# Data to examine
================

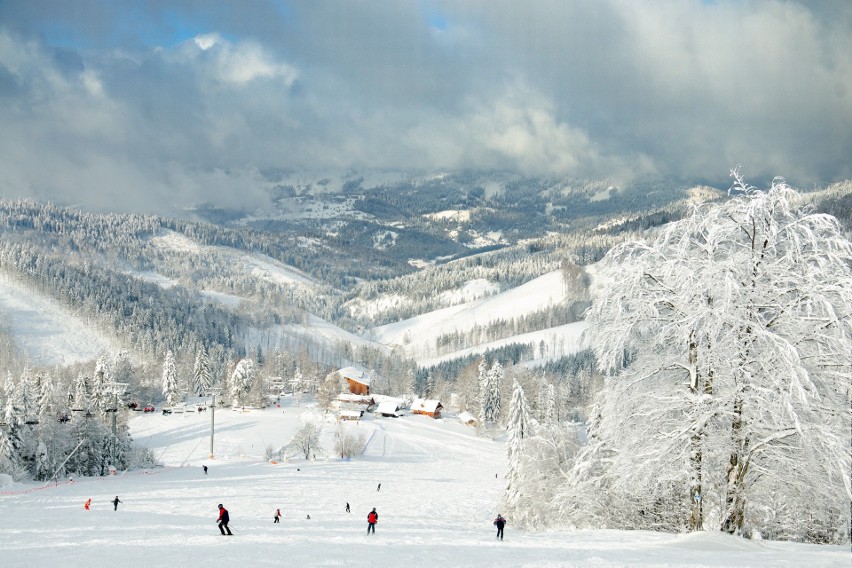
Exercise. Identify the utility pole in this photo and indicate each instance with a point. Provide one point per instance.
(117, 388)
(213, 393)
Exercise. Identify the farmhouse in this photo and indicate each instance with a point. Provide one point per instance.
(428, 407)
(390, 407)
(468, 418)
(358, 402)
(349, 415)
(357, 380)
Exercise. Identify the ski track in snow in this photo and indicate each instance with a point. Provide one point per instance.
(47, 331)
(438, 497)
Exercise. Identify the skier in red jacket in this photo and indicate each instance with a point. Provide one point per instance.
(372, 519)
(223, 520)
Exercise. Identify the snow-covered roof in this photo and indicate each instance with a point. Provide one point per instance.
(389, 406)
(353, 374)
(356, 398)
(467, 417)
(425, 405)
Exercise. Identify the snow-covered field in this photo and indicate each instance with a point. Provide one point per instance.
(438, 497)
(48, 332)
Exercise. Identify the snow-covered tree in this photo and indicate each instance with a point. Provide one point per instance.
(307, 439)
(201, 373)
(81, 392)
(171, 394)
(348, 441)
(490, 381)
(46, 402)
(100, 395)
(519, 428)
(727, 339)
(296, 381)
(242, 380)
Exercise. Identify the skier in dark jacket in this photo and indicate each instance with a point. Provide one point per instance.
(499, 522)
(224, 519)
(372, 519)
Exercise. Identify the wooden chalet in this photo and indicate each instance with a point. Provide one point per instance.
(390, 408)
(357, 380)
(468, 418)
(358, 402)
(349, 415)
(429, 407)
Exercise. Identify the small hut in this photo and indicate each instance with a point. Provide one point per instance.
(358, 381)
(390, 408)
(429, 407)
(468, 418)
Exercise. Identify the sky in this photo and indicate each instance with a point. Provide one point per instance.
(144, 106)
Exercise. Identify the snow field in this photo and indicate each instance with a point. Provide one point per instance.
(436, 504)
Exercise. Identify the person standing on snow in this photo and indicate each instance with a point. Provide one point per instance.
(499, 522)
(223, 520)
(372, 519)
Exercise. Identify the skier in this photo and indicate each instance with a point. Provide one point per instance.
(223, 520)
(372, 519)
(499, 522)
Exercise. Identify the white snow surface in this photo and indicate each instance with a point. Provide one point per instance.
(417, 336)
(47, 331)
(437, 501)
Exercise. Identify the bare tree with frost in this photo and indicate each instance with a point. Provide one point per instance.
(201, 373)
(242, 380)
(729, 346)
(170, 385)
(518, 429)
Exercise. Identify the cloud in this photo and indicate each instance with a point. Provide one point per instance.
(189, 101)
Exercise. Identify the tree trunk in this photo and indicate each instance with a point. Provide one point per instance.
(696, 516)
(735, 499)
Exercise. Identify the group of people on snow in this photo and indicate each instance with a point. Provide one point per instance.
(372, 517)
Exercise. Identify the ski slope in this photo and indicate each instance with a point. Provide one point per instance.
(48, 332)
(438, 498)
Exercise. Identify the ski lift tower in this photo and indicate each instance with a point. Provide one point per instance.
(213, 392)
(115, 389)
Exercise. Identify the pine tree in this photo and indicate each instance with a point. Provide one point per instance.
(201, 373)
(242, 381)
(170, 384)
(519, 428)
(100, 397)
(81, 393)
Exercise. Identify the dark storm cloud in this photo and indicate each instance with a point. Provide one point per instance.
(149, 105)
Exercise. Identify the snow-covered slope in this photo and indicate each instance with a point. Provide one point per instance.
(49, 333)
(440, 490)
(257, 265)
(417, 336)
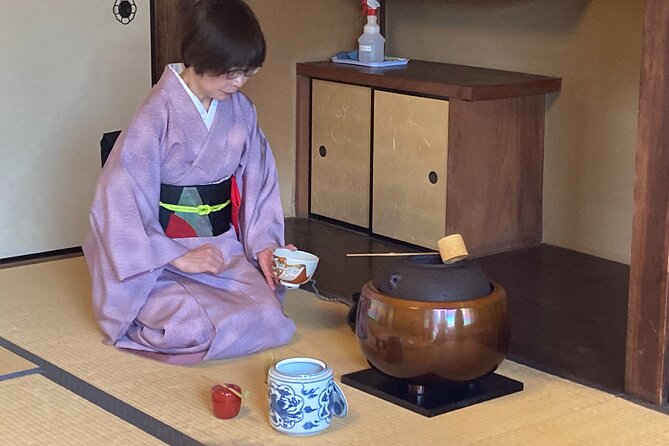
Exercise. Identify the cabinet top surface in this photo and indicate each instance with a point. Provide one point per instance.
(436, 79)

================

# Aim of the exercise
Repeat the material above exactly. Leave every picture out of it.

# Task response
Exercise. Identify the utility pole in this photo and indicate each instance with a point. Provide one point per instance.
(117, 388)
(213, 393)
Exercise. Identify the farmhouse in this photo and indicate each instance with a point. Provide one point per instance.
(428, 407)
(390, 407)
(468, 418)
(358, 402)
(349, 415)
(357, 380)
Exercise. Identify the ski track in snow in this photo and indicate each instance with a point. Provide one point per instance.
(47, 331)
(438, 497)
Exercise. Identify the skier in red jacket in this photo and indicate each instance with a point. Provide one point per instance.
(372, 519)
(223, 520)
Exercise. Identify the snow-covered roof in this photo and indicate each instance with a point. Provide one point per instance.
(389, 406)
(353, 374)
(356, 398)
(467, 417)
(425, 405)
Exercise. Identify the snow-covered field in this photo and indicate each instance with a point. Provide one point per instance.
(438, 497)
(48, 332)
Exercise. Identify the snow-covered tree in this photo and indicate each instance with a point. Provide one point per instance.
(307, 439)
(201, 373)
(81, 392)
(171, 394)
(348, 441)
(490, 381)
(46, 402)
(100, 395)
(519, 428)
(727, 339)
(296, 381)
(242, 380)
Exercise. Identify the skier in dark jacket in this photo and indicate each instance with a point. Provide one point per instance.
(499, 522)
(224, 519)
(372, 519)
Exercise. Identify the wooden chalet in this photo and indicate each instance with a point. Provide one point per instance.
(390, 408)
(357, 380)
(468, 418)
(358, 402)
(349, 415)
(429, 407)
Exercise. Identify the small hut in this photo and indicate each instance with a point. Provide one point per instance.
(358, 381)
(390, 408)
(429, 407)
(468, 418)
Exercise. Identify the sky in this photo and indicate each instance with a point. Provide one point per instance.
(144, 106)
Exercise. Identify the snow field in this photo and indicate each instance with a point. Provide one point per instance.
(436, 504)
Exercise. Identify the person standing on snow in this photo and indicate each instance with a point. Provide one point per instance.
(499, 522)
(223, 520)
(372, 519)
Exercise. Identify the skier in this photo and indicate each instance with a point. Provide one point per instance.
(223, 520)
(372, 519)
(499, 522)
Exercise. Identify the white snow surface in this photo and indicate each instance with a point. Provide one point per instance.
(417, 336)
(47, 331)
(437, 501)
Exercise. Identify the bare tree with frost in this photo and indicate each instance with a point. Provide one point per instance.
(201, 373)
(242, 380)
(729, 346)
(170, 385)
(518, 429)
Exercise. Identify the cloud in this photo and indicate each instance with a point. Provide one point per instance.
(189, 101)
Exercise. Identify the tree trunk in this photo and indicate each instance with a point. Provide one point per instance.
(696, 516)
(735, 499)
Exercise. Identify the group of people on snow in this photo and indicate each instance with a point. Provide one point per instance.
(372, 517)
Exercise. Identify the ski slope in this photo and indicate each instance with a point. Provide one point per instance.
(48, 332)
(438, 498)
Exercise. Identify the ski lift tower in this photo and indicate each instance with a point. Provide one point per instance.
(213, 392)
(115, 389)
Exercise. Identify the pine tree in this photo and indicate each instance with a point. Provide one point per instance.
(201, 373)
(242, 381)
(170, 384)
(519, 428)
(100, 397)
(81, 393)
Exercise. Identify the dark storm cloud in this photo and indicate each instance with a point. Provide one point per instance.
(149, 105)
Exercise. Identify the snow-covered slope in this photo and indicate each instance with a point. Provide one point per instance.
(49, 333)
(440, 490)
(257, 265)
(417, 336)
Exercise. Identify the cabinet top surface in this photo and indicate each instance with a point. Provide one point per instance.
(436, 79)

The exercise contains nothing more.